> REQUIREMENT: Reproduce every item below word for word, with nothing left out or changed.

Named-object pointing items
━━━━━━━━

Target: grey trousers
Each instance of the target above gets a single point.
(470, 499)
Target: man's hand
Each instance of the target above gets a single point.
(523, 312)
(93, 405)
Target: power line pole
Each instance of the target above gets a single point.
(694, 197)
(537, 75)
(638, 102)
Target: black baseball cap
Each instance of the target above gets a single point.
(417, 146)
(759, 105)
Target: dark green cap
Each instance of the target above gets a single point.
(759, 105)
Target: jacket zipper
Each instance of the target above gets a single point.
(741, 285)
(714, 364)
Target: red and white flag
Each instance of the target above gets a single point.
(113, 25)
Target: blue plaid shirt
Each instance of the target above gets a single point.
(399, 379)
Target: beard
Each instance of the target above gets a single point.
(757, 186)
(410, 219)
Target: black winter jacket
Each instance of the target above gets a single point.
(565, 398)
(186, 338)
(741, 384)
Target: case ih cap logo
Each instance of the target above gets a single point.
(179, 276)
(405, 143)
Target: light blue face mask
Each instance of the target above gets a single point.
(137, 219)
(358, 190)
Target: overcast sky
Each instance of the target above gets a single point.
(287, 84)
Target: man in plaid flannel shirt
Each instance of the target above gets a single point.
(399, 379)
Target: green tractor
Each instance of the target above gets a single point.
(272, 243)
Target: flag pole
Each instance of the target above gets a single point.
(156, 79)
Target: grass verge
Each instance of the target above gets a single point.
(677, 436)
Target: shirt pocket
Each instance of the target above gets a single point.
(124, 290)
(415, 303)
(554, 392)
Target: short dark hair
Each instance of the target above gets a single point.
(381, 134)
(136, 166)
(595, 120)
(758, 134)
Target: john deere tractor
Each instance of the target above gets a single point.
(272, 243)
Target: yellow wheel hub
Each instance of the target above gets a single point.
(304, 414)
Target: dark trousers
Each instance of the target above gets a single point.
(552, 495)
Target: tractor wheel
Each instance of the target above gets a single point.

━━━━━━━━

> CORRECT OUTPUT:
Target: grey trousers
Each instance of the target above gets a single point.
(470, 499)
Target: man's hand
Each instance of the target above gets a single point.
(523, 312)
(93, 405)
Target: power line pole
Each instance of the target above gets a single point.
(694, 197)
(537, 75)
(638, 102)
Target: black baseball cap
Each instance of the target above gets a single point.
(417, 146)
(759, 105)
Target: dark green cap
Each instance of the target above gets a single point.
(759, 105)
Target: jacket zipper
Each instance of the target above gets a single point.
(741, 285)
(714, 364)
Target: red and white flag
Each instance of the target above gets a single point.
(113, 25)
Target: blue plaid shirt
Each instance of the target above gets a single point.
(399, 379)
Target: beard
Each instance of the target above gets a single point.
(757, 186)
(410, 219)
Target: black winter jacket
Each instance of the target above gets a single point.
(565, 398)
(186, 338)
(741, 384)
Target: case ih cap logo
Each instance of the target above gets a single point.
(179, 276)
(405, 143)
Target: light blue face mask
Each instance of the target above gets a single point.
(137, 219)
(358, 190)
Target: overcast sky
Each instance of the target above gets a single point.
(287, 84)
Target: man in plaid flannel shirt
Each instance of the target above gets a single point.
(399, 379)
Target: green tractor
Each instance of the target above gets a single point.
(272, 243)
Target: flag pole
Each instance of the target above gets a single point.
(156, 79)
Target: grass verge
Each instance of the target above gets a single point.
(677, 436)
Target: shirt pocket
Each instance of the target above gets a single point.
(124, 290)
(415, 303)
(554, 392)
Target: short dark hair
Each instance of the target above gets a single point.
(381, 134)
(136, 166)
(595, 120)
(758, 134)
Target: john deere tractor
Each instance of the target above gets a single point.
(272, 243)
Target: yellow wheel hub
Each instance of the target above gets a single point.
(304, 414)
Target: dark trousers
Each instance of the target above gets a single point.
(552, 495)
Target: tractor wheel
Each instance of the target above gets a single point.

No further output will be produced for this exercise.